> _MATERIAL FOR THE TASK_
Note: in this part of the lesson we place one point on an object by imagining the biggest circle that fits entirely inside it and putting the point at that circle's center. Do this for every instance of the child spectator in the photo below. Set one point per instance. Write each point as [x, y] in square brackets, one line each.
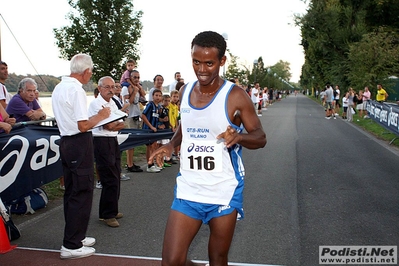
[150, 118]
[173, 119]
[125, 79]
[165, 124]
[345, 101]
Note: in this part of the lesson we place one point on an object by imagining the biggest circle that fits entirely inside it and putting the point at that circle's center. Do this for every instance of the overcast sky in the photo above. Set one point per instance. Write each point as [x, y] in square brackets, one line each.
[254, 28]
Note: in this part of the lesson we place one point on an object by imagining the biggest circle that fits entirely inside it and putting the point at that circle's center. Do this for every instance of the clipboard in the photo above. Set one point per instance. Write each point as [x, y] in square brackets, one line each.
[114, 116]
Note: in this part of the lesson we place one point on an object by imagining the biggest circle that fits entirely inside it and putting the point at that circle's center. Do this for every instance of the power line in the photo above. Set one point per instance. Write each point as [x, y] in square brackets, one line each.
[37, 73]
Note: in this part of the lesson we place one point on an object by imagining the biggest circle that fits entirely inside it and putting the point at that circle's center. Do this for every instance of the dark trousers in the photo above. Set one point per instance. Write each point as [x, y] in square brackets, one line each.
[78, 166]
[108, 163]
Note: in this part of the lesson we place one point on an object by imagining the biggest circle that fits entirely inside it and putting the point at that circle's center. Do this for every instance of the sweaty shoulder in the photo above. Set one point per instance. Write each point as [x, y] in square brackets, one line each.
[238, 94]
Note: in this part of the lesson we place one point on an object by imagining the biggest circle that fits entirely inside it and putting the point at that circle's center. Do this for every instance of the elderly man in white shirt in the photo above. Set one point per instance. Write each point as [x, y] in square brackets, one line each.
[107, 153]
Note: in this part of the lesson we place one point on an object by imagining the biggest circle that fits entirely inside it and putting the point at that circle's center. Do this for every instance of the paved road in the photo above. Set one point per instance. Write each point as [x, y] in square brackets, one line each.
[317, 182]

> _WORK TO BE COMPLETED_
Please rewrite everything from the line containing "of the sweaty" down to the end of the records, replacing "paved road" with "dirt road" and leaving all else unchanged.

> _EXERCISE SOLUTION_
Note: in this part of the lesson we place one point on an object by imagining the biggest circle that fits entirely inside it and putting the point at that circle's center. Do this for every instance of the sweaty shoulder in the photo above. Set one point per instance. Write each point as [x, y] in square brackets, one line each.
[238, 94]
Note: in this part of the lesson we place one point on an object by imagining the biggest circle that fits entirely inside it and putting the point at that circle's center. Do this for every instance of the elderly man in white shirt in the photo above. Set one point per instance. Write each point as [x, y] in square brackets, one line each.
[107, 153]
Note: in this part of the lesson we place one point on an object by imagining the biggest circle that fits entirely inside it and putting the point at that circle's center. Do this for every instance of the dirt road in the photo above. Set one point per instance. Write each point as [x, y] in square brackets, one line each.
[317, 182]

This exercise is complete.